### Provided text:
• • •

PeopleWe funded an Ambulance for the village and built an incinerator and instigated a rubbish clearance system. A 5% levy is made on the income of the retreat and handed to the village association (Association Des Basins d'Imlil) and Education For All. The Association Bassins d’Imlil covers the whole of the surrounding valleys. This association provides the ambulance that you see in Imlil which provides a service to the local population and visitors, other community projects that have been undertaken include the rubbish clearance system and the provision of the village Hammam. Education For All helps provide college education for girls from the rural High Atlas.
We believe that changing the world starts with educating young women. So we formed and help support Education For All a charity that helps provide a college education for girls from the rural Atlas Mountains. Because if you educate a girl, you educate the next generation as well.
At present, very few girls from rural communities in Morocco continue their education after primary school. The nearest secondary colleges are too far to travel every day from the villages where they live. Their parents are too poor to afford lodgings near to the colleges and the available accommodation is usually over-stretched and often inadequate. Education for All is a Moroccan NGO (with a sister UK Charity) that is building and running girls’ boarding houses near secondary colleges in the High Atlas Mountains, providing the opportunity for selected girls from villages across the region to continue their education.

• • •

### Data shown:
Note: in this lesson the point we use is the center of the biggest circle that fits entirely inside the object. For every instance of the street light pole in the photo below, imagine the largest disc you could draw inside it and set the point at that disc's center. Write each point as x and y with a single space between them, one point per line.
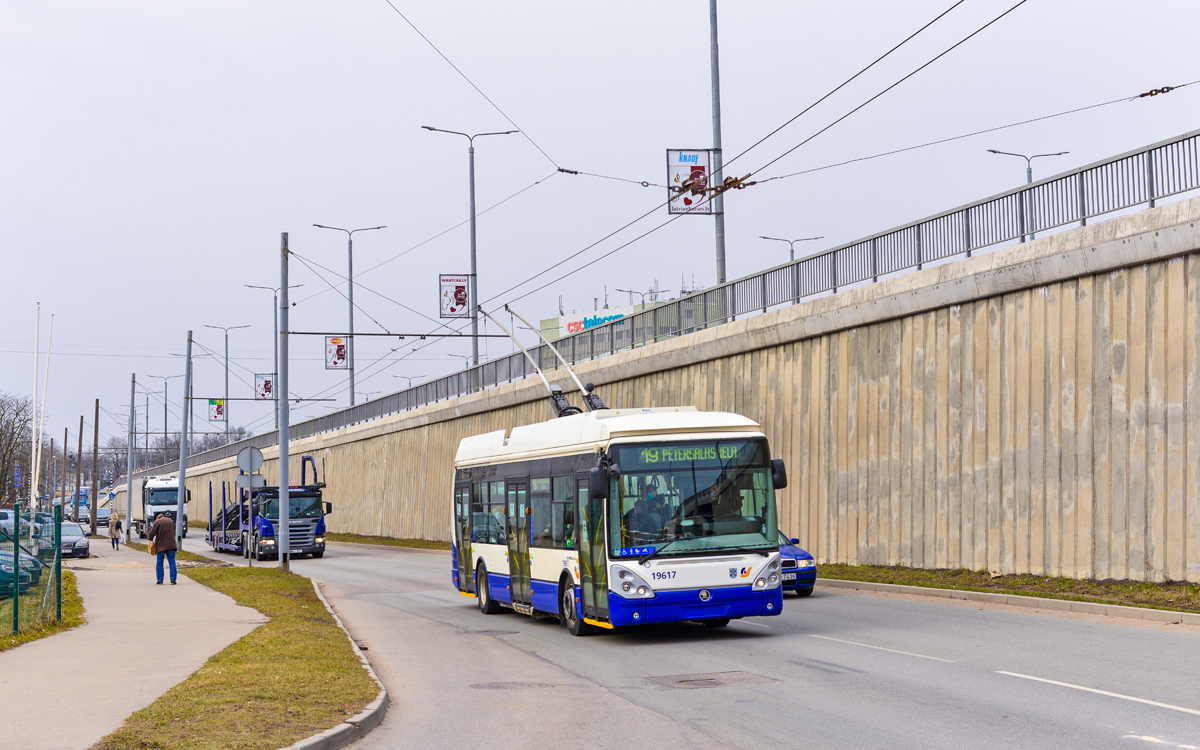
1029 178
791 244
474 269
275 340
166 454
719 199
349 276
225 407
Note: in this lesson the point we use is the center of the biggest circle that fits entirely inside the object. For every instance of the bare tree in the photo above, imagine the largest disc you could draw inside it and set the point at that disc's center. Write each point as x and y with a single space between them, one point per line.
16 432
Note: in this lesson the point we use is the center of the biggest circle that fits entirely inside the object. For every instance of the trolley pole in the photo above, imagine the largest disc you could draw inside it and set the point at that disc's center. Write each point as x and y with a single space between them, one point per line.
283 539
58 561
16 569
181 498
129 460
95 468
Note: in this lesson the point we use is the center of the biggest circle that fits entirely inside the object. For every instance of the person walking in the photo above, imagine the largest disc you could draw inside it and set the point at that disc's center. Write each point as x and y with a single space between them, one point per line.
162 537
114 533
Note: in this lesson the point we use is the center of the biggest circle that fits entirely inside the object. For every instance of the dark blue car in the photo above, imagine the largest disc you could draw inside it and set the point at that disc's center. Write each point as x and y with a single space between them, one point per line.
798 567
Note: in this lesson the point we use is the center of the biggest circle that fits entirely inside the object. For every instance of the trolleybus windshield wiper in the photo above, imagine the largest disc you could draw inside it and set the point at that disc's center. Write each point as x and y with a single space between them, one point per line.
643 558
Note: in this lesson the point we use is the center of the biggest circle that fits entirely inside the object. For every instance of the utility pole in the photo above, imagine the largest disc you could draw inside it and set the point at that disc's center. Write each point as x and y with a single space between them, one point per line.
275 341
474 265
349 276
225 407
181 498
129 456
719 199
283 538
78 471
95 467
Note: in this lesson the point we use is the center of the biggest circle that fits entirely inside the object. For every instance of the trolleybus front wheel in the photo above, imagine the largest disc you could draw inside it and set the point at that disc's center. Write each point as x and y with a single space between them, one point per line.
486 605
568 613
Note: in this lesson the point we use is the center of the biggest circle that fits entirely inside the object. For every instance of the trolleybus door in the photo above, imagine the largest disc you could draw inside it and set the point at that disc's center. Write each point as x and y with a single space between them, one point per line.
462 537
593 564
519 540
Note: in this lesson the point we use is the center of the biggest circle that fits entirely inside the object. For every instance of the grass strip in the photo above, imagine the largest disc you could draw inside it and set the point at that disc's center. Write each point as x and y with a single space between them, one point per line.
72 615
289 678
1165 595
363 539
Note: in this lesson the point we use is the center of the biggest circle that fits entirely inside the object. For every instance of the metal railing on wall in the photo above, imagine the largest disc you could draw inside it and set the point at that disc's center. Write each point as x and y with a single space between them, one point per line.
1139 177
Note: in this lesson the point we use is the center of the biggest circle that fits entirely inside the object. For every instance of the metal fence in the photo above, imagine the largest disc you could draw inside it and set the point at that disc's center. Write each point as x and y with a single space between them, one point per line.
1131 179
30 569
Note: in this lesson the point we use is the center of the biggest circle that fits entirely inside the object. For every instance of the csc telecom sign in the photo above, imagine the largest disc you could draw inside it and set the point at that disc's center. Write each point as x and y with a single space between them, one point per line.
688 177
335 353
455 297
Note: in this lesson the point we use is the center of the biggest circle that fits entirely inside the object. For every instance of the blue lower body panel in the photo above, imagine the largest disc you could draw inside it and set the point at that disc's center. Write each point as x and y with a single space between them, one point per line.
683 605
545 595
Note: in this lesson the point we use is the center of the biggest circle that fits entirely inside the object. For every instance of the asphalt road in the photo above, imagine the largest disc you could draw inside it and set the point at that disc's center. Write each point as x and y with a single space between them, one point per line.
835 670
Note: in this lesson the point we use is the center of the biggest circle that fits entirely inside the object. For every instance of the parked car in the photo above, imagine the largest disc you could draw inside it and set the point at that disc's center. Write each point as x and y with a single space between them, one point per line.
75 540
799 570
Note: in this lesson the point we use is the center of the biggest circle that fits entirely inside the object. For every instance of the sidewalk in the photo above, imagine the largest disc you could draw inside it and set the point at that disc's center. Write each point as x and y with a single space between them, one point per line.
69 690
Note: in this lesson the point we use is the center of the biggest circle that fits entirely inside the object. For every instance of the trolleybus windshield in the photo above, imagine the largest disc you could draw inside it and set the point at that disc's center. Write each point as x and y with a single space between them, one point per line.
697 496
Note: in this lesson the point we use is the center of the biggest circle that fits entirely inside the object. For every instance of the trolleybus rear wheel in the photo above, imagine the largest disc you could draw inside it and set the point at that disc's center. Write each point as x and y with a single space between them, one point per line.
486 605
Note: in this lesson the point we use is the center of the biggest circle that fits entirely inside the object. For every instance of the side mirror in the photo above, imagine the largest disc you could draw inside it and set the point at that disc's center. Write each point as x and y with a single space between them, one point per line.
598 483
778 473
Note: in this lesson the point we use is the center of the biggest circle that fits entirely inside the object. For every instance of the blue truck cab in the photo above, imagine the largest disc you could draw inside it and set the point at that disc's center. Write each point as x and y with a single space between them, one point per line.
251 525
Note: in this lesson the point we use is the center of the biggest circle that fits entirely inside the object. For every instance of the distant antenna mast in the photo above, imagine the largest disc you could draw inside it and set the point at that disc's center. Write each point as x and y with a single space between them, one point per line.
593 401
557 400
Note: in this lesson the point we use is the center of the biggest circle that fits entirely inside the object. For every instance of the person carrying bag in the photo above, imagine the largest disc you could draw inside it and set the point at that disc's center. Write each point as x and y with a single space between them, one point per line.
162 544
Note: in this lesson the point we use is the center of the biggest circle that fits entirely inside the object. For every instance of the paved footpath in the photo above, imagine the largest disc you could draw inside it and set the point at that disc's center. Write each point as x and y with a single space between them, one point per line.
70 690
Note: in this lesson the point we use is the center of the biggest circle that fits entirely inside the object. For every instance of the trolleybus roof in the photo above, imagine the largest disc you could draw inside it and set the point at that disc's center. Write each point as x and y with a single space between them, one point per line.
594 430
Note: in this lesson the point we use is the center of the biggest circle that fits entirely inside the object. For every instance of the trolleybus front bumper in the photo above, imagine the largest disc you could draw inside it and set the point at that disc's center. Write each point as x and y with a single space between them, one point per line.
718 603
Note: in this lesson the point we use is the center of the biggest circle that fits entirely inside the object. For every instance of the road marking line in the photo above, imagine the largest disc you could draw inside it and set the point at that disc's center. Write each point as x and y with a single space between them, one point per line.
882 649
1114 695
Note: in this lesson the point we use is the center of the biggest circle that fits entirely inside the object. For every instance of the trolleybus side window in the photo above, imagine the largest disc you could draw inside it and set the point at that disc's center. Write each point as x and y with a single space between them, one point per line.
553 513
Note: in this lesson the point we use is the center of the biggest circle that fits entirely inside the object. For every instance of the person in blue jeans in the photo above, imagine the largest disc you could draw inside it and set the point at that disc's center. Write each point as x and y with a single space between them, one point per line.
162 534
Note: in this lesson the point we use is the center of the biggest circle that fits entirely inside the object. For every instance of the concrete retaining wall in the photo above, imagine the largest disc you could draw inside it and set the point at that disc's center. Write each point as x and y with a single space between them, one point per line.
1035 409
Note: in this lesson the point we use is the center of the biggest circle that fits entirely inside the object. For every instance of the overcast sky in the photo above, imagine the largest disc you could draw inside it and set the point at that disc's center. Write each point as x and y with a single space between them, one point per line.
154 151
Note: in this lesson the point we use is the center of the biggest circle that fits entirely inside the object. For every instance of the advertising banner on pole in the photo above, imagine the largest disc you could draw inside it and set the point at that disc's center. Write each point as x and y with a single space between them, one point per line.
335 353
455 297
688 175
264 387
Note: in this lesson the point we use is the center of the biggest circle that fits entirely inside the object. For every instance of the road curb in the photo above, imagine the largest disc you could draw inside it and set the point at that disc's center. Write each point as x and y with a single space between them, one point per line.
390 547
358 726
1017 600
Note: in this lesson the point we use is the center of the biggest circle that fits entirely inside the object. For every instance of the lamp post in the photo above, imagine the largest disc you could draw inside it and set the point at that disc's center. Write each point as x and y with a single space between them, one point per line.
409 379
225 406
275 340
349 276
474 276
791 244
1029 177
166 456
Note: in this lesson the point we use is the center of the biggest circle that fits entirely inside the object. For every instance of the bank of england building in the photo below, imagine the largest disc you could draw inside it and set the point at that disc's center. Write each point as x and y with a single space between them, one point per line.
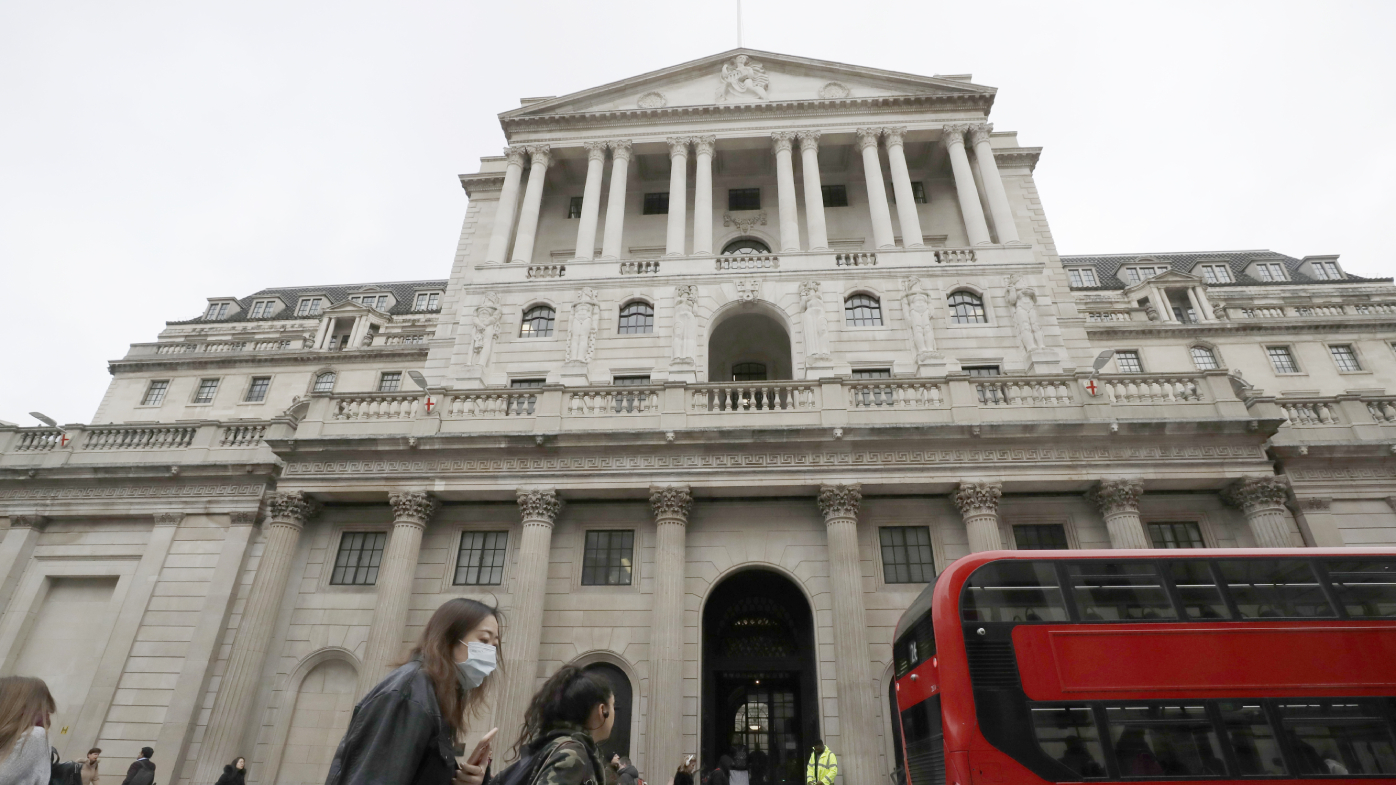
732 359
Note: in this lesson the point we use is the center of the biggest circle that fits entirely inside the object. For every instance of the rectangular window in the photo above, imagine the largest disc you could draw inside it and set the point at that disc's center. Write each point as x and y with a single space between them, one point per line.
1176 534
257 390
607 558
1040 537
1128 362
358 560
656 204
480 562
155 393
1345 356
906 555
207 389
743 199
1282 359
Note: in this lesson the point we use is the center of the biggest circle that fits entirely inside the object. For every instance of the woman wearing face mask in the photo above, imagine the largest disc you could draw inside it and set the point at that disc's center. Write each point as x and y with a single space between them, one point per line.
405 729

• • •

### What this task involves:
Copy out the passage on the Imlil village projects and Education For All, word for word and in full. The listing has nothing to do with what comes next.

### Answer:
PeopleWe funded an Ambulance for the village and built an incinerator and instigated a rubbish clearance system. A 5% levy is made on the income of the retreat and handed to the village association (Association Des Basins d'Imlil) and Education For All. The Association Bassins d’Imlil covers the whole of the surrounding valleys. This association provides the ambulance that you see in Imlil which provides a service to the local population and visitors, other community projects that have been undertaken include the rubbish clearance system and the provision of the village Hammam. Education For All helps provide college education for girls from the rural High Atlas.
We believe that changing the world starts with educating young women. So we formed and help support Education For All a charity that helps provide a college education for girls from the rural Atlas Mountains. Because if you educate a girl, you educate the next generation as well.
At present, very few girls from rural communities in Morocco continue their education after primary school. The nearest secondary colleges are too far to travel every day from the villages where they live. Their parents are too poor to afford lodgings near to the colleges and the available accommodation is usually over-stretched and often inadequate. Education for All is a Moroccan NGO (with a sister UK Charity) that is building and running girls’ boarding houses near secondary colleges in the High Atlas Mountains, providing the opportunity for selected girls from villages across the region to continue their education.